*Problem A*
In the profile of Adrian Fawcett, which company bought A R Metallizing?
*Problem B*
Reproduce the part of the profile of Adrian Fawcett starting at "In 2014, Adrian" and ending at "Business Insider magazine.".
*Problem C*
Carry on writing the profile of Adrian Fawcett from its final sentence.

British businessperson

Adrian Fawcett is Chairman of Silentnight Group Park Holidays UK Petainer Liberis Advest Capital Management and related investments.

As an economist, Adrian has also spent two terms of Government on the board of the Department for Work and Pensions. He is interested in business opportunities arising from dislocations created by changes in regulation or legislation in a sector. Sectors include financial, legal, packaging and healthcare.

His previous main roles include chairman at A R Metallizing, having successfully created the global leader in the metallized paper and packaging sector. The business was sold to Japanese listed company Nissha printing in September 2015- a market leading transaction. Adrian was chairman at Gala Bingo from November 2016 - May 2018 and also Chief Executive at General Healthcare Group 2007–2011, Chief Operating Officer at Punch Taverns, Chairman of Eurosite Power Advisory Board, Chairman of The Real Pub Company and a non-executive director at the Department for Work and Pensions

In 2014, Adrian was a finalist of the Sunday Times Non Executive Director of the Year In the same year he was also awarded an Honorary Doctorate from Birmingham City University and became a Primary Corporate Liveryman with the Furniture Makers' Company. He was awarded Business Insiders Entrepreneurial Director of the Year 2007 and in 2006 he was named Young Director of the Year by the Institute of Directors in the large business category and Brightest Entrepreneurial Talent by Business Insider magazine.

*Given information*
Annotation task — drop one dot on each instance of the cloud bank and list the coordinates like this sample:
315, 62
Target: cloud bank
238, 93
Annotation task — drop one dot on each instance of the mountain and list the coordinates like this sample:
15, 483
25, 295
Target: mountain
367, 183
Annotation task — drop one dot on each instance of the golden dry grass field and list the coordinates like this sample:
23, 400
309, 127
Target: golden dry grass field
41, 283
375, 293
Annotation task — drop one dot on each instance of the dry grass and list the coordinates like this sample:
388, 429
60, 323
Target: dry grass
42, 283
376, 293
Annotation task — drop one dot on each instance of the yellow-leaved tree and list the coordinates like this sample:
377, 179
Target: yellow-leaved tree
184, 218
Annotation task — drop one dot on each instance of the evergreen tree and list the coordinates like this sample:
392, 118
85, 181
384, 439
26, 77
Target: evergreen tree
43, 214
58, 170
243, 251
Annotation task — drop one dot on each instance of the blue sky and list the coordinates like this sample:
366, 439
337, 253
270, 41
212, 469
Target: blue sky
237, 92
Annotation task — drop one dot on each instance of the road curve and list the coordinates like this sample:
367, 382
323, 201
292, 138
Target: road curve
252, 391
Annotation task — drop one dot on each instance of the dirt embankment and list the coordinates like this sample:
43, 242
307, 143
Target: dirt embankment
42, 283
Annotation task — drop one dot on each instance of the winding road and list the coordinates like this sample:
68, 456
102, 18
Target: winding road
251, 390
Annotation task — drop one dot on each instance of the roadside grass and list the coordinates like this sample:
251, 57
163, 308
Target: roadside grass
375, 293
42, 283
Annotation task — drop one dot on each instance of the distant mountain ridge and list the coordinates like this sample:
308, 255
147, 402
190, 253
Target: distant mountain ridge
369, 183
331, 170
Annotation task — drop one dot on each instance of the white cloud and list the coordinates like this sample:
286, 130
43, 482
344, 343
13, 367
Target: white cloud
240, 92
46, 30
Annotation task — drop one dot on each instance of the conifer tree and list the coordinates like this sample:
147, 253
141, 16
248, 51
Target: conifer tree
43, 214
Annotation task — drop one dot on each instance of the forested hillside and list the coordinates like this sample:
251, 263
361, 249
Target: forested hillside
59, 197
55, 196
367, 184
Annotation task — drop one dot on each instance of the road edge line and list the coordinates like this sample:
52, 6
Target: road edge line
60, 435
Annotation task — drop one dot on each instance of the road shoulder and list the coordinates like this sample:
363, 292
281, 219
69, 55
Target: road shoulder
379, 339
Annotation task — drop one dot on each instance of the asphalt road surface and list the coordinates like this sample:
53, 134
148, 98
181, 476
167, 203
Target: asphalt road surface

*Reply A*
Nissha printing, a Japanese listed company.

*Reply B*
In 2014, Adrian was a finalist of the Sunday Times Non Executive Director of the Year In the same year he was also awarded an Honorary Doctorate from Birmingham City University and became a Primary Corporate Liveryman with the Furniture Makers' Company. He was awarded Business Insiders Entrepreneurial Director of the Year 2007 and in 2006 he was named Young Director of the Year by the Institute of Directors in the large business category and Brightest Entrepreneurial Talent by Business Insider magazine.

*Reply C*
Adrian is a regular commentator, speaker and presenter on economy, consumer trends, business and sport at conferences and government events and was a keynote speaker at the 2014 Legal Futures Conference. He has often appeared in the media, such as BBC Radio 4's Any Questions? and The Bottom Line. and NHS- The Malthusian Challenge. He received national media coverage in the UK during the 2010 general election when he criticised a "wall of silence" from the main parties over health policy.

==Work at Silentnight Group==

Adrian Fawcett successfully pursued the expansion of Silentnight's Barnoldswick plant, having migrated the premises from Batley to Barnoldswick while securing £1m from Lancashire County Council. This has led to the creation of 140 additional jobs, increasing its number of employees to 500, despite the downturn in the manufacturing industry. In May 2014 Prime Minister, David Cameron, paid tribute to Silentnight, joining Adrian in a visit to the Barnoldswick headquarters and factory as part of recognising UK manufacturing success stories.

==Work at Park Holidays UK==

Adrian is Chairman of Park Holidays UK, an operator of Holiday and Caravan Parks in the UK. It has 26 parks around the south coast.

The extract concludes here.